Page
⟨
Pete FarndonApril 14, 1983 – Pete Farndon was born on June 12th 1952 in Hereford England.
Before becoming the bassist in the band The Pretenders, he played with Cold River Lady until the summer of 1976, and then toured with Australian folk-rock band The Bushwackers prior to joining the Pretenders in 1978. He played a large role in shaping The Pretenders’ tough image, often wearing his biker clothing, or later, samurai gear onstage.

Farndon joined the Pretenders in early 1978 and was the first member of the 1978-82 lineup to be recruited by Chrissie Hynde. Farndon recalled their first rehearsal: “I’ll never forget it, we go in, we do a soul number, we do a country and western number, and then we did ‘The Phone Call’ which is like the heaviest fuckin’ punk rocker you could do in 5/4 time. Impressed? I was very impressed.” A guitarist was still needed, and Farndon recruited lead guitarist James Honeyman-Scott into the group that summer. Farndon, Honeyman-Scott, and bandmate Martin Chambers all hailed from Hereford, England.
Chambers worked with Farndon to adjust to Hynde’s timing: “Pete and I did a fair amount of work on our own, in terms of the rhythm section being able to play Chrissie’s odd timing things. So Pete and I would come in a couple of hours ahead of the others and baby talk our way through the songs. You know, ‘da dad da, boom boom.’ She didn’t count in the traditional way so we had to reinterpret the counts. Once we made the adjustment and learned to go with her flow, so to speak, it became second nature. It’s the bedrock of Pretenders music.”
⟩
Dataset
⟨
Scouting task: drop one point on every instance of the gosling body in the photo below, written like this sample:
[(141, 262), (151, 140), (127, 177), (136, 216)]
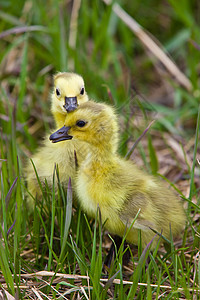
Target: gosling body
[(118, 186), (68, 93)]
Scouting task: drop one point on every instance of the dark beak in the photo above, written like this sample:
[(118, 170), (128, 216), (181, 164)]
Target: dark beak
[(70, 103), (60, 135)]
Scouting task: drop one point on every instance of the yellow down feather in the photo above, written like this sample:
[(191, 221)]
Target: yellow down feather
[(62, 154), (118, 186)]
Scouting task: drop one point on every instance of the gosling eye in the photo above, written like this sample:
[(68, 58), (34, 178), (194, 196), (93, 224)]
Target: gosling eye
[(58, 92), (82, 91), (80, 123)]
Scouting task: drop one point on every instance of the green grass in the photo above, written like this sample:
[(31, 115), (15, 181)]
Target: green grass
[(116, 68)]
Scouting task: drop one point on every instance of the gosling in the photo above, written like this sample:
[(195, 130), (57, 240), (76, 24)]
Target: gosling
[(68, 93), (118, 186)]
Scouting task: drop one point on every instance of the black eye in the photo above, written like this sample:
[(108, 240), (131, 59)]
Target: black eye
[(80, 123), (82, 91), (58, 93)]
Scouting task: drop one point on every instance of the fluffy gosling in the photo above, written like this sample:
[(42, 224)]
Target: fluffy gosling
[(68, 93), (116, 185)]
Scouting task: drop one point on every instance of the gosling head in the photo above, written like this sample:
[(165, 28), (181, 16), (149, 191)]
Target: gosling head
[(69, 92), (93, 123)]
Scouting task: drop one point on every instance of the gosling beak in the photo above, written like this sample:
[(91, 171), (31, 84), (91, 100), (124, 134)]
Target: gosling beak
[(70, 103), (60, 135)]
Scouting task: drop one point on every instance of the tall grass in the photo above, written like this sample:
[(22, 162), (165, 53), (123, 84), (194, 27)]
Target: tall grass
[(116, 68)]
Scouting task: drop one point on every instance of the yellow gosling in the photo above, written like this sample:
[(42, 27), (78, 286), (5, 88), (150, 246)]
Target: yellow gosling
⟩
Given task 1
Reproduce word for word the passage of the Pete Farndon text that opens with the words containing "Pete FarndonApril 14, 1983" and closes with "samurai gear onstage.".
Given task 2
In the Pete Farndon text, which band did Farndon play with until the summer of 1976?
The lines after the Pete Farndon text come from a separate source.

Finished answer 1
Pete FarndonApril 14, 1983 – Pete Farndon was born on June 12th 1952 in Hereford England.
Before becoming the bassist in the band The Pretenders, he played with Cold River Lady until the summer of 1976, and then toured with Australian folk-rock band The Bushwackers prior to joining the Pretenders in 1978. He played a large role in shaping The Pretenders’ tough image, often wearing his biker clothing, or later, samurai gear onstage.

Finished answer 2
Cold River Lady